MATERIALS PROVIDED =
═══
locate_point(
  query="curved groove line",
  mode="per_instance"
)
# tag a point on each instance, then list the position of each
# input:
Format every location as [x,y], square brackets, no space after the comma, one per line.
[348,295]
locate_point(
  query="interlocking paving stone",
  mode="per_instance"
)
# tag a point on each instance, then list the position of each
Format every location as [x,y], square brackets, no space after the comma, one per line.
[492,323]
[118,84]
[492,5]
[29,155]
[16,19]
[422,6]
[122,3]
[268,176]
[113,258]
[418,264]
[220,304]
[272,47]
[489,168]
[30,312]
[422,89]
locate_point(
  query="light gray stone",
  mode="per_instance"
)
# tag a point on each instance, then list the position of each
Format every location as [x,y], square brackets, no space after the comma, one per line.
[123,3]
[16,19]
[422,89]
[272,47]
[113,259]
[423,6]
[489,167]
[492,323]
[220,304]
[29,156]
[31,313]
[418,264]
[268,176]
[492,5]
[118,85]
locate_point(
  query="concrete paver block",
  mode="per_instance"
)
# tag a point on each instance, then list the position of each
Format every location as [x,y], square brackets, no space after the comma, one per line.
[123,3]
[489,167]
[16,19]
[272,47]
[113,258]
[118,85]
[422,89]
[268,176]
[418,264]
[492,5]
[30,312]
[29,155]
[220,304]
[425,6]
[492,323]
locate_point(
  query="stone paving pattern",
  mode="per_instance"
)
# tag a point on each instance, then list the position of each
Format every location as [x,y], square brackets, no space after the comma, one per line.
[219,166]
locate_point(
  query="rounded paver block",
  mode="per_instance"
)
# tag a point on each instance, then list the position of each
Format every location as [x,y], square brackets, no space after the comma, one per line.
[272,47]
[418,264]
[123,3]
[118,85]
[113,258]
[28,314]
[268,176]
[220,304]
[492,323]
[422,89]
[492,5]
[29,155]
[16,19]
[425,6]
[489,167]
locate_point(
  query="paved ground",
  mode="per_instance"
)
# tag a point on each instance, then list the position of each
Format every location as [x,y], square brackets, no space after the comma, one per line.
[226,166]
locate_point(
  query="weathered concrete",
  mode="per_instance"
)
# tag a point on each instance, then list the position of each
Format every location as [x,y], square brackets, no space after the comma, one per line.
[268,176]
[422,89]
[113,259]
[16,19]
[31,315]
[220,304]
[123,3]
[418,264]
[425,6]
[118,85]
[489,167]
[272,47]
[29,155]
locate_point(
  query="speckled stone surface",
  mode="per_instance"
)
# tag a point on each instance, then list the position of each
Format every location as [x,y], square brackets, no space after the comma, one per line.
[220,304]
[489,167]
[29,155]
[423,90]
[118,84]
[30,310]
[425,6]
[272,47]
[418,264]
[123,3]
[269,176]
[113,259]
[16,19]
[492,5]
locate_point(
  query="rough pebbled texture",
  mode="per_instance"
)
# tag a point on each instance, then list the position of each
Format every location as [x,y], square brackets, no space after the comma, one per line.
═══
AIM OF THE TASK = Type out all of the records again, exactly.

REPLY TO THE TASK =
locate_point(
  query="curved groove line",
  mode="per_instance"
)
# tag a point on each instance, then list the position of each
# input:
Format every location as [x,y], square brackets, no space after the comma, one per line.
[348,295]
locate_point(
  query="interlocking paving stone",
  mode="per_instance"
)
# tag a point on each instance, then list the position of each
Format every location as [x,y], square brackets, no space after the comma, one per line.
[492,323]
[118,84]
[492,5]
[29,155]
[16,19]
[422,6]
[122,3]
[268,176]
[113,258]
[418,264]
[220,304]
[272,47]
[489,168]
[30,312]
[422,89]
locate_point(
  query="light gray stone",
  mode="per_instance"
)
# tag a point on each instance, then list the position of each
Format every location as [x,y], square brackets, no space after the comma, one per line.
[123,3]
[16,19]
[422,89]
[272,47]
[113,259]
[423,6]
[489,167]
[492,323]
[220,304]
[29,156]
[31,313]
[418,264]
[268,176]
[492,5]
[118,85]
locate_point(
  query="concrete paver block",
  mode="per_instance"
)
# tag a point on each instance, then list the position of each
Format every location as [x,y], square brackets, no space after the comma, one per line.
[123,3]
[489,167]
[16,19]
[272,47]
[113,258]
[118,85]
[422,89]
[268,176]
[418,264]
[492,5]
[30,312]
[29,155]
[220,304]
[425,6]
[492,323]
locate_point(
  query="stone paving pattern",
  mode="per_instance"
)
# tag a point on each instance, then list the position of each
Format every location as [x,y], square brackets, no space after the comma, one per line.
[219,166]
locate_point(
  query="rounded paver block",
  mode="per_instance"
)
# tag a point on each instance, then list the position of each
Format every location as [x,y], square brackets, no space after the comma, one per line.
[272,47]
[418,264]
[123,3]
[118,85]
[113,258]
[28,314]
[268,176]
[220,304]
[492,323]
[422,89]
[492,5]
[29,155]
[16,19]
[425,6]
[489,167]
locate_point(
  query="paved ground",
  mode="per_instance"
)
# tag a point on each instance, then list the position of each
Format every location as [x,y], square brackets, no space after the comma, one per line.
[226,166]
locate_point(
  query="weathered concrete",
  mode="per_instance"
)
# tag a point on each instance, then list the position of each
Format every location as [x,y], square brackets, no space after the comma, one per line.
[268,176]
[422,89]
[113,259]
[16,19]
[31,315]
[220,304]
[123,3]
[418,264]
[425,6]
[118,85]
[489,167]
[272,47]
[29,155]
locate_point(
  query="speckled stone surface",
  mode="per_instance"
)
# tag a point on each instance, then list the position of each
Format every location as [x,y], square brackets, no space after the comma, one per line.
[220,304]
[489,167]
[29,155]
[423,90]
[118,84]
[30,310]
[425,6]
[272,47]
[418,264]
[123,3]
[269,176]
[113,259]
[16,19]
[492,5]
locate_point(
  query="rough pebbled texture",
  mode="per_instance"
)
# tag a point on each instance, then list the position of each
Format every location as [x,y], square brackets, no space after the comma, one per line.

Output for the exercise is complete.